Start of DATASET ROWS
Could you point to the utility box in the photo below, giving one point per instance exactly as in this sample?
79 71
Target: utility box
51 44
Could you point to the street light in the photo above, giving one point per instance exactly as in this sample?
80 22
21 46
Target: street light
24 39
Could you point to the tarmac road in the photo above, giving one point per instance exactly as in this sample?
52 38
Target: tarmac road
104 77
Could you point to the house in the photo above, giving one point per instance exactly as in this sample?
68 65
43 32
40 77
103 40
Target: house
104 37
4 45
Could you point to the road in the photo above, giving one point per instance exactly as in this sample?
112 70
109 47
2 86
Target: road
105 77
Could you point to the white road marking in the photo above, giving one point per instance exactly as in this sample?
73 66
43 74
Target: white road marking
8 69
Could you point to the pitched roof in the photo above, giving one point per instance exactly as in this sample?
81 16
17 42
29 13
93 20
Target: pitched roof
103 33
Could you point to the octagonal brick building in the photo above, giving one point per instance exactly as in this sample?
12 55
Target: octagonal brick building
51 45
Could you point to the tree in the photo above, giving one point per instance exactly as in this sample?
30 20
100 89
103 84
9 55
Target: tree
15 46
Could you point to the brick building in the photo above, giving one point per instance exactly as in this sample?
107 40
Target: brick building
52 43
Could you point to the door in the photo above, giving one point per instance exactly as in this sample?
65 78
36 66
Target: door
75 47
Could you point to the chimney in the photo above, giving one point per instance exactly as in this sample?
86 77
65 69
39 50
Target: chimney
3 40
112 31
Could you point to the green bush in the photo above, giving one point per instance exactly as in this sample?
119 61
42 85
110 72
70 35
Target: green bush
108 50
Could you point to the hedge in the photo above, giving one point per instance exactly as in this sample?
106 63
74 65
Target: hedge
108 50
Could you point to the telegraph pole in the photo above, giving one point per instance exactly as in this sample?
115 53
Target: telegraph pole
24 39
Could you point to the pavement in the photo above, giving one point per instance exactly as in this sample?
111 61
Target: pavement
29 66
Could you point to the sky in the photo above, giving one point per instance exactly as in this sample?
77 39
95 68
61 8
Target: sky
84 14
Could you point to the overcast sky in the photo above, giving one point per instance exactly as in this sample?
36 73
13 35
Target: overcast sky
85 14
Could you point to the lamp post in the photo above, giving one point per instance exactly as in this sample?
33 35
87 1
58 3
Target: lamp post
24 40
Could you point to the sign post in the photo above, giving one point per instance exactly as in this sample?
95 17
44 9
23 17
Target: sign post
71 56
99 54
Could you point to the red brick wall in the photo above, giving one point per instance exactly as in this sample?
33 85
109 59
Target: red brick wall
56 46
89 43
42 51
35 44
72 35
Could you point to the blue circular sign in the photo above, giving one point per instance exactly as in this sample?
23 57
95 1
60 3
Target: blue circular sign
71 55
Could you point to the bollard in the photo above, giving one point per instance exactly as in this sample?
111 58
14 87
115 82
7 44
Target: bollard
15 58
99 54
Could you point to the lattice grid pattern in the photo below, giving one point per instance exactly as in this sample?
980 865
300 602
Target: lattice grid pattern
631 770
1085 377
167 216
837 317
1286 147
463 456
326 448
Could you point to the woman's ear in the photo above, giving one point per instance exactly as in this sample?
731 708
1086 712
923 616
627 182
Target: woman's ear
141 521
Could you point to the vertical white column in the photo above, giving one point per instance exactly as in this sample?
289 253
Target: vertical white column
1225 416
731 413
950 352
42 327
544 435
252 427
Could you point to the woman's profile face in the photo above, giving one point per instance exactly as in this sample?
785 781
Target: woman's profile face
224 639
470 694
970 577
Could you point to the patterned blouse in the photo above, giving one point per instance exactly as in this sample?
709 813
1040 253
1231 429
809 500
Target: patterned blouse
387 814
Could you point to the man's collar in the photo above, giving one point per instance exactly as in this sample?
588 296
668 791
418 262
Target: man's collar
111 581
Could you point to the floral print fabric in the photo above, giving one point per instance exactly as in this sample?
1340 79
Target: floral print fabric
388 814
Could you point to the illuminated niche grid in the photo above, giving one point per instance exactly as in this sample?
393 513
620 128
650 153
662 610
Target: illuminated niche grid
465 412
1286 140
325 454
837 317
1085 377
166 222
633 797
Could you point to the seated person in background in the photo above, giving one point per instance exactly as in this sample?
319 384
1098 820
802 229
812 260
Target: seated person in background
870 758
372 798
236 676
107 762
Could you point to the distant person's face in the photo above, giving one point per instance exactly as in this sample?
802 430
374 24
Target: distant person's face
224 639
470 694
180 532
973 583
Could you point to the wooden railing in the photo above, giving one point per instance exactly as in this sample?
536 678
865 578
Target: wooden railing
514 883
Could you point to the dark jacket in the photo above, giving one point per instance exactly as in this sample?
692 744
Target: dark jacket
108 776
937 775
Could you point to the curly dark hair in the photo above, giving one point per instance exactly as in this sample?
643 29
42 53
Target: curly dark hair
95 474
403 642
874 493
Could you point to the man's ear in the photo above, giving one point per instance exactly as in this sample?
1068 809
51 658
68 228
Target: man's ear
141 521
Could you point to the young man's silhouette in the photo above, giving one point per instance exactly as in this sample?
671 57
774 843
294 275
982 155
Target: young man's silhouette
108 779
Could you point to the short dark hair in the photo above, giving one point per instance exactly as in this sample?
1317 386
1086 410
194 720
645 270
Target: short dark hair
End of DATASET ROWS
GIVEN TASK: Output exactly the lines from the one containing "Could you point to the dark" through the last line of the entries, both ends included.

FINAL RESULT:
Could you point to the dark jacket in the photo above, giving one point per instance exactly as in this sample?
692 744
Target: dark jacket
108 776
937 775
Could you point to the curly dark hair in the photo above, giving one point per instance exactly as in this sample?
643 29
42 53
Target: curly dark hair
95 474
403 642
874 493
Could you point to the man's ear in the photo above, giving one point per instance exactly as in this sample?
1068 809
51 658
68 228
Target: man's ear
141 521
Could you point to the young man's silhouette in the photo above, giving one point per instance exactly as in this sample?
671 57
774 843
294 275
982 155
Target: young man's silhouette
108 779
Could you point to the short dark hair in the photo above, giving one point per instance exactly as in this sample?
1317 386
1086 410
194 720
645 270
Target: short dark hair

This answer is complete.